In the listing below, the lines starting with the line with "of the forehead" and going on through the line with "of the gray" are to be reproduced exactly, and only those.
==== Input records
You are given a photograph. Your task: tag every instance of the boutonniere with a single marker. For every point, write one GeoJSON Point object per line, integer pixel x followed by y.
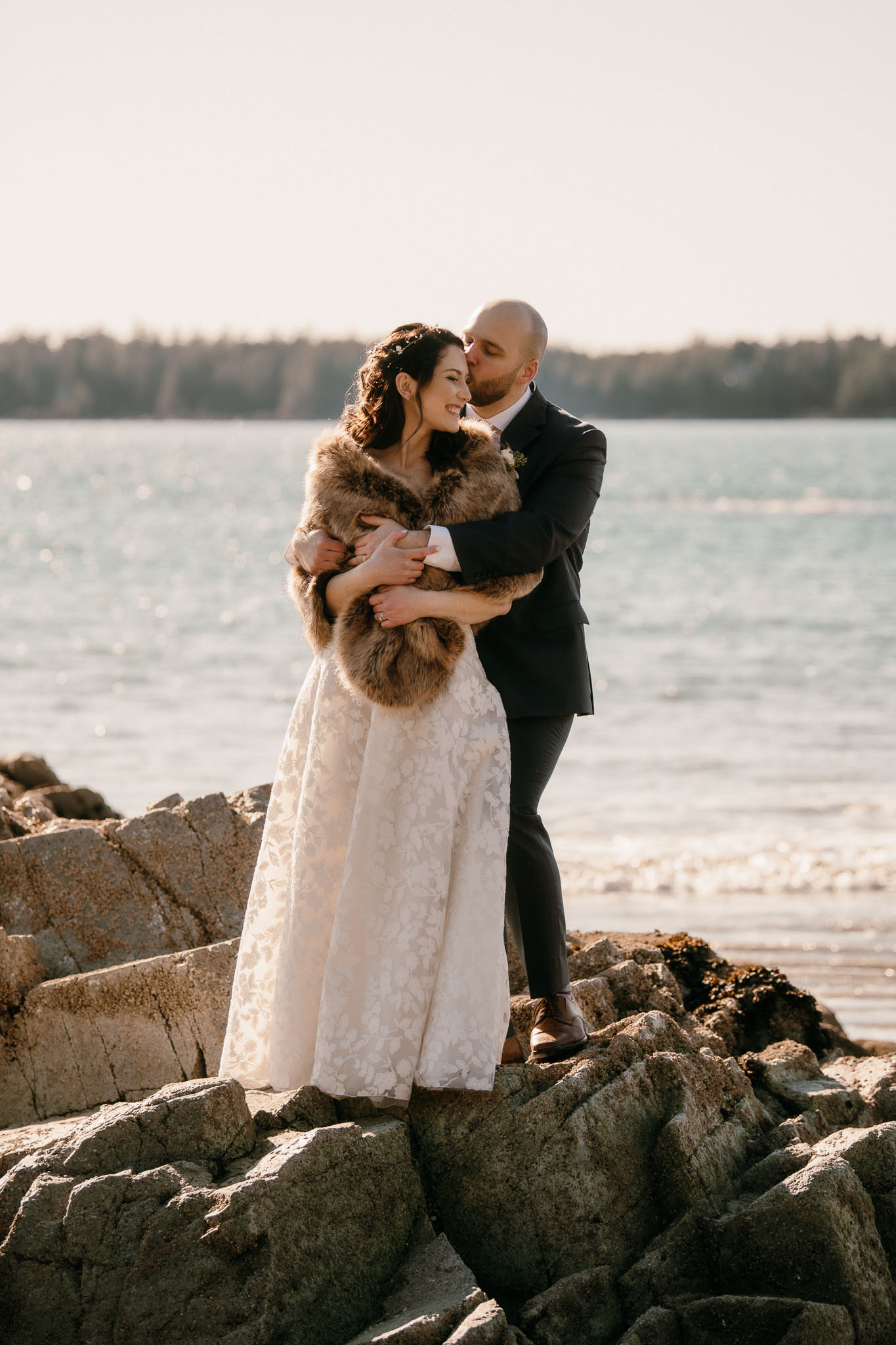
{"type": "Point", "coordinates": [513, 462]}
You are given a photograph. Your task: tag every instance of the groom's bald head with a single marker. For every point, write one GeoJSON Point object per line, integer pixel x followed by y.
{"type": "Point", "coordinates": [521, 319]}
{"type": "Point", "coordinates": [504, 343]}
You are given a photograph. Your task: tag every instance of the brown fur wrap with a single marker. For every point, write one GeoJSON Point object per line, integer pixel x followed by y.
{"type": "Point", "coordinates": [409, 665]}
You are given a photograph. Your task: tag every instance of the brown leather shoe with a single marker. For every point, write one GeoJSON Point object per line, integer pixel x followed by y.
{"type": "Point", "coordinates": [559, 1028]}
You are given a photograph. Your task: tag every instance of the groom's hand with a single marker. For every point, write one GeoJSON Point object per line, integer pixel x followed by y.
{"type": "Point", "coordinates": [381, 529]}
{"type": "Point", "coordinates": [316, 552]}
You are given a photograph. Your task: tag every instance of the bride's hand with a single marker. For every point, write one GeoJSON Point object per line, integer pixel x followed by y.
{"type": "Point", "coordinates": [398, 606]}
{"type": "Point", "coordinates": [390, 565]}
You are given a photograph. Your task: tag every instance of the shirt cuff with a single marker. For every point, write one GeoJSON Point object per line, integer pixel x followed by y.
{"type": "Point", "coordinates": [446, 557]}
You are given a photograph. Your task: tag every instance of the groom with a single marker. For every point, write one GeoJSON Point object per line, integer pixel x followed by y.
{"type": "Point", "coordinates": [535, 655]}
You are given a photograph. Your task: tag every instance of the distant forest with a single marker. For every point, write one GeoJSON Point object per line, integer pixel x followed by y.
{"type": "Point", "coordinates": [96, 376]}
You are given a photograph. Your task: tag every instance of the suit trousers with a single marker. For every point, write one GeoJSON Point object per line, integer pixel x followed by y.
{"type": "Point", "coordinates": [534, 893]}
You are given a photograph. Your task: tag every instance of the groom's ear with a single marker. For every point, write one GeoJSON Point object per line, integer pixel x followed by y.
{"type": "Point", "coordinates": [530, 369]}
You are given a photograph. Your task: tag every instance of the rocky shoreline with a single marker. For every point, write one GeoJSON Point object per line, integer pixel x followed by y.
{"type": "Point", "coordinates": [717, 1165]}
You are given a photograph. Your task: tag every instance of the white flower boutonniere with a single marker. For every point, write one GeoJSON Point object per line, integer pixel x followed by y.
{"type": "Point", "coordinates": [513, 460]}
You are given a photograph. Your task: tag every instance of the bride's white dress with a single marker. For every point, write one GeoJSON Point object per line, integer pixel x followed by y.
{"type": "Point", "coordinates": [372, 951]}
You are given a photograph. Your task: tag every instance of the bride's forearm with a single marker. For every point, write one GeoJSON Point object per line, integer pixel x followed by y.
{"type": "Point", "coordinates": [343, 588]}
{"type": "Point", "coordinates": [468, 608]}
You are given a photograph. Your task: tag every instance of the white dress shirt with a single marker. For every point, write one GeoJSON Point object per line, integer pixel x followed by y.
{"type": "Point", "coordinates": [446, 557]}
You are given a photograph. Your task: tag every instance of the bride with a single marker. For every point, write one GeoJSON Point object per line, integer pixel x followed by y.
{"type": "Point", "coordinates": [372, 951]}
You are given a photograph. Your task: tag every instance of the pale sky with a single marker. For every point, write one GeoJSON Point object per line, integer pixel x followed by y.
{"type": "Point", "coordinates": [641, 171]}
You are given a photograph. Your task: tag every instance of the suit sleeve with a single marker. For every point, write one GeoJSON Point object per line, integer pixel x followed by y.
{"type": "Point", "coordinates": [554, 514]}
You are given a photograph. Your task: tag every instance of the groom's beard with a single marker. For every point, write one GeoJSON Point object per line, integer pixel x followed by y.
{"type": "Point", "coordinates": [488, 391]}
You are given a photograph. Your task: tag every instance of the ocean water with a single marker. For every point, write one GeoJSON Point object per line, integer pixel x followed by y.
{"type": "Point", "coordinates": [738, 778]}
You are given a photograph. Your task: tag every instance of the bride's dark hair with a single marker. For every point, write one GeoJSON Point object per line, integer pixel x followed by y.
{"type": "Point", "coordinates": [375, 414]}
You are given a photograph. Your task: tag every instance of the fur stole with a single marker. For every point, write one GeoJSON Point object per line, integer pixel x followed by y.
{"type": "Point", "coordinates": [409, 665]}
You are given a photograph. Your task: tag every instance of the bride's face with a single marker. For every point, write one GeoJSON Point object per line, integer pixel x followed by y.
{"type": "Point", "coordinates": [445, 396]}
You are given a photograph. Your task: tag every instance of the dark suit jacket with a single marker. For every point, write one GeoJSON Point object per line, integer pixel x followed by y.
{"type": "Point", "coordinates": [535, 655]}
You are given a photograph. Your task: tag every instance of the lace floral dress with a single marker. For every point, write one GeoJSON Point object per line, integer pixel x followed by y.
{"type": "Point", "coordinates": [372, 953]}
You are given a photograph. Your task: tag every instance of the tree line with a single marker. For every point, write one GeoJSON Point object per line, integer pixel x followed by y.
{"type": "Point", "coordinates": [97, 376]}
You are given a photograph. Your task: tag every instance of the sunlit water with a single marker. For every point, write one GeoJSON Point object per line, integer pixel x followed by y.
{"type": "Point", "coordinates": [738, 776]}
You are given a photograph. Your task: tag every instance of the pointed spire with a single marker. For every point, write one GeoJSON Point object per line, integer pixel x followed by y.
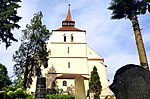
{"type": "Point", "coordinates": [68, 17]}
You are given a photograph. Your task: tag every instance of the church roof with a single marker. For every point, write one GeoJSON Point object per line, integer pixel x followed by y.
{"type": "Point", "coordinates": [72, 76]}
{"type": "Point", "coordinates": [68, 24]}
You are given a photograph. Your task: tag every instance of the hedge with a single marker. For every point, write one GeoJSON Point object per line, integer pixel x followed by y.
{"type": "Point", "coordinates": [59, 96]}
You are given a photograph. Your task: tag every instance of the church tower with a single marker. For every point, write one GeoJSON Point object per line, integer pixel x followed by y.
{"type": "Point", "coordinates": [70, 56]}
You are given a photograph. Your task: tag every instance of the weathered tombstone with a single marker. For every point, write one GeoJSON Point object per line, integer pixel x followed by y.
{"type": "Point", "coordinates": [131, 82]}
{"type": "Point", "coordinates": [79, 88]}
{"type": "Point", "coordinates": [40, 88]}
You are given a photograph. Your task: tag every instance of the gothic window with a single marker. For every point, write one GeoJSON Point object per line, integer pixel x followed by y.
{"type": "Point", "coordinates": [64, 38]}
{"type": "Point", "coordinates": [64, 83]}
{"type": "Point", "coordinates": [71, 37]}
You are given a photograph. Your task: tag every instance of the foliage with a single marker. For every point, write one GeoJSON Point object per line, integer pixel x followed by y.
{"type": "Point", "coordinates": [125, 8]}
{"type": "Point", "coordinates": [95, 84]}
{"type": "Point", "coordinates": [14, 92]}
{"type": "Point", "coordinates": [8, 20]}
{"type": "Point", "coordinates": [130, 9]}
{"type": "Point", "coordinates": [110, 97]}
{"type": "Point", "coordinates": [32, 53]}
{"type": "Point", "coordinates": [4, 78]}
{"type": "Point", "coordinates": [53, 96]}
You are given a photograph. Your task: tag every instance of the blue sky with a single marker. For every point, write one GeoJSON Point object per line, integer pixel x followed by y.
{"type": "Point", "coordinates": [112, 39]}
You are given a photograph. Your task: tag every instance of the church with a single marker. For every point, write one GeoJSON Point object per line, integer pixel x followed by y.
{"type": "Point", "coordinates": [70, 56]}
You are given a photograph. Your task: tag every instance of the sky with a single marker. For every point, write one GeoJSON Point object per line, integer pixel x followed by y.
========
==== Input records
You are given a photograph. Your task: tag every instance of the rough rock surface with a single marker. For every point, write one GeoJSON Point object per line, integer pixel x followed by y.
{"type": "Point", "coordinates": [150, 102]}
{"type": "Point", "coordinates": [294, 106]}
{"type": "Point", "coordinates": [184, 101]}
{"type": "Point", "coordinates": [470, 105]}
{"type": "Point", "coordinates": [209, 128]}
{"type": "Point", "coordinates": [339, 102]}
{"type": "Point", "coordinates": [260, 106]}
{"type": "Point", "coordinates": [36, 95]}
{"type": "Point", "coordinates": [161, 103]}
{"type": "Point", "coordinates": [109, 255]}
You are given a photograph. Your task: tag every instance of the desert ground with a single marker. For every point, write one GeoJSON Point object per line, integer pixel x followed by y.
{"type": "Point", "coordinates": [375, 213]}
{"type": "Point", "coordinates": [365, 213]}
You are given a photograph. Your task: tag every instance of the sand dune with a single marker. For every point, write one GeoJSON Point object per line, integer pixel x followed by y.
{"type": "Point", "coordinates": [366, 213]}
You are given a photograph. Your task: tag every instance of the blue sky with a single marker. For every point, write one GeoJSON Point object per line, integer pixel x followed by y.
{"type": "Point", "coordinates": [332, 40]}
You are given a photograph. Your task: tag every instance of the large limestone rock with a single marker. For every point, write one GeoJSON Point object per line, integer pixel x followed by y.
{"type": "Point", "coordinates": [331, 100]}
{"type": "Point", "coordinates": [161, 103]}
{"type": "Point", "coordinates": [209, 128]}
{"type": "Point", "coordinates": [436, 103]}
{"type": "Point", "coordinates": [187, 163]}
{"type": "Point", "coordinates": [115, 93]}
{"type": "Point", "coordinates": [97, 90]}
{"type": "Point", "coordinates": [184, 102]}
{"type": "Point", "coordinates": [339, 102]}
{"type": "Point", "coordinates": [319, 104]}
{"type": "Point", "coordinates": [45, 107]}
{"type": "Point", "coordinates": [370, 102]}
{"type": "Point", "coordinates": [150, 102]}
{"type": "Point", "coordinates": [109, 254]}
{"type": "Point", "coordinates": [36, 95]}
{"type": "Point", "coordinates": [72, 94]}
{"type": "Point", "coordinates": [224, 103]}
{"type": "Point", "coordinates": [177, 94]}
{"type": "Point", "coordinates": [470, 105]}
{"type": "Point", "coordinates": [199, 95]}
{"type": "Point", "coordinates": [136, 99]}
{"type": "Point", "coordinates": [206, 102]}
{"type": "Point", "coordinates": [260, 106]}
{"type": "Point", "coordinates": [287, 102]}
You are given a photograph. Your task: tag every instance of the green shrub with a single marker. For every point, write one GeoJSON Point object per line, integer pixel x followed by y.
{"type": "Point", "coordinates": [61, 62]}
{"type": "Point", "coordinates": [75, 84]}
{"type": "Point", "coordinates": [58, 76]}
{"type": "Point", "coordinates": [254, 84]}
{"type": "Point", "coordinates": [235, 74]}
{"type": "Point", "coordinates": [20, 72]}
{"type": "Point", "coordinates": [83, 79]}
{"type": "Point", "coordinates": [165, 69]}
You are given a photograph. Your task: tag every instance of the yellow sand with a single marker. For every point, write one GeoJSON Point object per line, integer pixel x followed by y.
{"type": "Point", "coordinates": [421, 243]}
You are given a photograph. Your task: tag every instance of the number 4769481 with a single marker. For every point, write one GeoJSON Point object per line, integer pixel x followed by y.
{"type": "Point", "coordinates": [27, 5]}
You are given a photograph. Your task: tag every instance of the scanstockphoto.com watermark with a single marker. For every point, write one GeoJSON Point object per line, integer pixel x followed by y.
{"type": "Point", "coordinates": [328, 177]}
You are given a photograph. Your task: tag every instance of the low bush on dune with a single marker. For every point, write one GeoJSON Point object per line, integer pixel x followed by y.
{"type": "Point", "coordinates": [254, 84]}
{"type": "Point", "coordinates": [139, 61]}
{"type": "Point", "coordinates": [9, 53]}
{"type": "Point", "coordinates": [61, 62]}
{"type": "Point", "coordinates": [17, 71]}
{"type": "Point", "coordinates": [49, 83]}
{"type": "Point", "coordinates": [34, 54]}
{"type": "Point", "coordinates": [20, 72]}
========
==== Input records
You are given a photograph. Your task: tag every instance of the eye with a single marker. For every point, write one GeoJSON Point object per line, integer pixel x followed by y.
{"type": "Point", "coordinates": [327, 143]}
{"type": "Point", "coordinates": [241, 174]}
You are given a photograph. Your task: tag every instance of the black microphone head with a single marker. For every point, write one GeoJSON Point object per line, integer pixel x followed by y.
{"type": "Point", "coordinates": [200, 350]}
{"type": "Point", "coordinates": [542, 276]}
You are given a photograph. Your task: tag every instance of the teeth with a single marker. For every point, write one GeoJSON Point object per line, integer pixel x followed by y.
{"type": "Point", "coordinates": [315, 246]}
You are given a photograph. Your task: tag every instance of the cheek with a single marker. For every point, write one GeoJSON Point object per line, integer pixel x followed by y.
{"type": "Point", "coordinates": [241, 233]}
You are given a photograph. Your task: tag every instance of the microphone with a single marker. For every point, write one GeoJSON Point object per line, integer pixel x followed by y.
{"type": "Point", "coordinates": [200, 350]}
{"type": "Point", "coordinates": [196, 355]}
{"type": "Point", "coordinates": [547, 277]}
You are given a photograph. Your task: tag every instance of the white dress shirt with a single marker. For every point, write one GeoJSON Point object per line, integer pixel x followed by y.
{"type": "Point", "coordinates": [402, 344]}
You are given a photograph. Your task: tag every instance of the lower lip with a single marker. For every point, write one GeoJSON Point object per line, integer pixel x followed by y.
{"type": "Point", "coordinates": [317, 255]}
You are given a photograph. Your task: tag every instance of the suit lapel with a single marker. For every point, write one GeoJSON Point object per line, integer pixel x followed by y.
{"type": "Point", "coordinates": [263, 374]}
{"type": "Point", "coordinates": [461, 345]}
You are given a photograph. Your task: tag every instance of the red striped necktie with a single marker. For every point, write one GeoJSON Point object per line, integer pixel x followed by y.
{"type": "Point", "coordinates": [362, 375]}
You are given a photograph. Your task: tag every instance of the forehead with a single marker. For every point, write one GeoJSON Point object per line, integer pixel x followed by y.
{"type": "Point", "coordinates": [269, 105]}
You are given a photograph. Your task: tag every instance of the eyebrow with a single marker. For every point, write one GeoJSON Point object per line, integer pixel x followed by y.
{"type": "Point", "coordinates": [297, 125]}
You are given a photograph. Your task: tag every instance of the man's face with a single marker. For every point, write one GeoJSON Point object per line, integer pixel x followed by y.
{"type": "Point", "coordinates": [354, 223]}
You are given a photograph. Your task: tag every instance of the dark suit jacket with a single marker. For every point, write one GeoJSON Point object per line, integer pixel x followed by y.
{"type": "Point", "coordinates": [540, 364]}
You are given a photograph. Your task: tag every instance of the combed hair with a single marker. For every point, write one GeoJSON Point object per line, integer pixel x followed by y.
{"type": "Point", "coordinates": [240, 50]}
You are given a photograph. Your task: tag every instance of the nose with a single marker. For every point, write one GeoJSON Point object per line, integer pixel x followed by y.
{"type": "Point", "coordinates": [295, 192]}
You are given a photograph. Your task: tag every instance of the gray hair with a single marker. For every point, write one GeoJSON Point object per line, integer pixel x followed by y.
========
_Exercise response:_
You are given a photograph. Your task: tag every instance of the forehead with a single marker. For every point, write one GeoJSON Point object per line, integer pixel x followed by y.
{"type": "Point", "coordinates": [269, 105]}
You are given a photograph. Your task: tag every instance of the eyebrow with a single marker. For every point, write one GeoJSON Point object per line, integer pixel x followed by y.
{"type": "Point", "coordinates": [297, 125]}
You are given a photograph. Your task: tag every instance of the man's face with a single marker. For every point, write one GeoJSON Point object per line, integer pixel x followed by y.
{"type": "Point", "coordinates": [354, 223]}
You are given a photograph. Your task: tag every instance of the dark suit jacket with a single marker. For every point, write one GeoJSON Point object per line, integer pixel x followed by y.
{"type": "Point", "coordinates": [540, 364]}
You are given a photograph. Your task: tag every instance of the combed hair with a single marker. For every point, write one GeoJSON Point object per line, integer pixel x followed by y.
{"type": "Point", "coordinates": [240, 50]}
You are given a photograph. Your task: tag every instance of the nose with a single marker. For every point, write one GeoJSON Point object per line, integer pixel x followed by y.
{"type": "Point", "coordinates": [295, 192]}
You are given a photograph. Your task: tag every instance of the gray hair with a single marker. For every point, write one GeoJSON Point object per line, integer pixel x followed by y.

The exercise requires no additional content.